▸ Task instructions: Lines in the entries below where the word "Provide" shows up should each be copied.

▸ Record excerpts:
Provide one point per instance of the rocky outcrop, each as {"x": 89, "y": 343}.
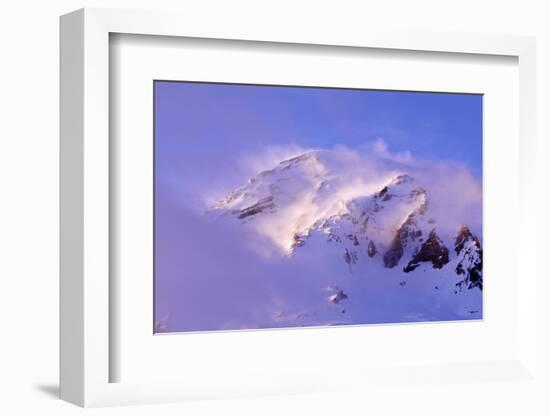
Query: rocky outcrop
{"x": 470, "y": 264}
{"x": 408, "y": 231}
{"x": 371, "y": 250}
{"x": 337, "y": 297}
{"x": 432, "y": 250}
{"x": 260, "y": 206}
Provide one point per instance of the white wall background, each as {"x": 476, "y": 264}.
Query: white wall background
{"x": 29, "y": 204}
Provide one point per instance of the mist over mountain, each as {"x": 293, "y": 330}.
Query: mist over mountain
{"x": 332, "y": 237}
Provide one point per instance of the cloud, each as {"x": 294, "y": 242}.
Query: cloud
{"x": 322, "y": 187}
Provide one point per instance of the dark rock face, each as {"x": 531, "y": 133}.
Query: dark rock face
{"x": 371, "y": 250}
{"x": 260, "y": 206}
{"x": 468, "y": 249}
{"x": 338, "y": 297}
{"x": 350, "y": 256}
{"x": 464, "y": 235}
{"x": 432, "y": 250}
{"x": 394, "y": 252}
{"x": 408, "y": 231}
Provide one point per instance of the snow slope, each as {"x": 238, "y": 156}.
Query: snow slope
{"x": 326, "y": 242}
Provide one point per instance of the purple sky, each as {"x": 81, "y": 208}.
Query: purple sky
{"x": 203, "y": 132}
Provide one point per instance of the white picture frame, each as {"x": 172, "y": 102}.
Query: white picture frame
{"x": 85, "y": 201}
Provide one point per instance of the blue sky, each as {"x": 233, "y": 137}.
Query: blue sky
{"x": 208, "y": 140}
{"x": 200, "y": 127}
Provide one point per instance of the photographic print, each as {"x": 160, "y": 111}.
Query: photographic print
{"x": 289, "y": 206}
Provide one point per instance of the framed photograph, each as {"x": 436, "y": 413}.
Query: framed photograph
{"x": 251, "y": 210}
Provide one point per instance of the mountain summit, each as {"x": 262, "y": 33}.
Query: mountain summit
{"x": 372, "y": 236}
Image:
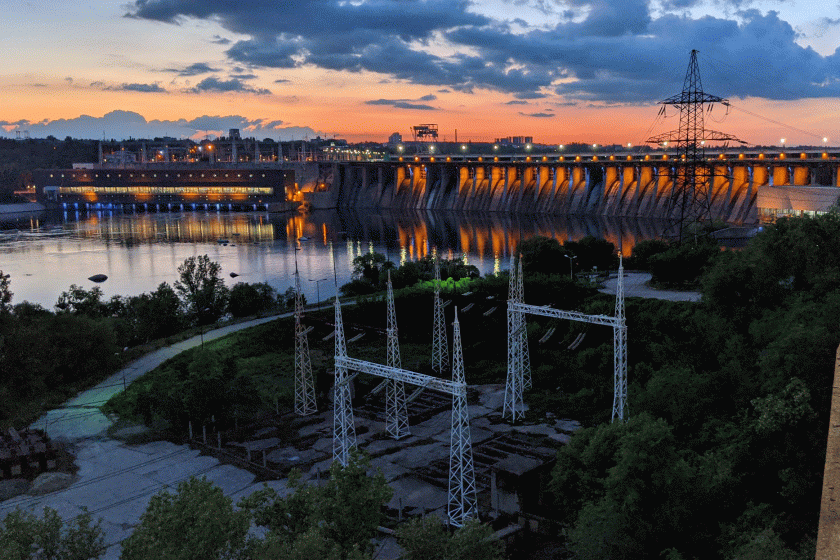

▸ Response to this task:
Provide one point per instance of the rocky outcrop, each as {"x": 89, "y": 343}.
Provide one point per instance of the white wall background, each as {"x": 476, "y": 264}.
Provide one point per instance of the mist over mountain, each as {"x": 293, "y": 330}.
Provide one point per instance of the cloud, each as {"x": 294, "y": 242}.
Provide one point per instance of the dark rock face, each as {"x": 531, "y": 133}.
Provide one point per instance of the snow slope, each as {"x": 238, "y": 156}.
Provide one point per instance of the purple sky, each as {"x": 81, "y": 208}.
Provide one point per instance of the white picture frame, each as {"x": 172, "y": 102}.
Provide one point per instance of the blue sky, each as {"x": 233, "y": 137}.
Provide one point per instance of the photographic print, each as {"x": 160, "y": 111}.
Provide one point per instance of the framed photograph, each as {"x": 436, "y": 413}.
Provide one point per instance of the mountain summit, each as {"x": 262, "y": 33}.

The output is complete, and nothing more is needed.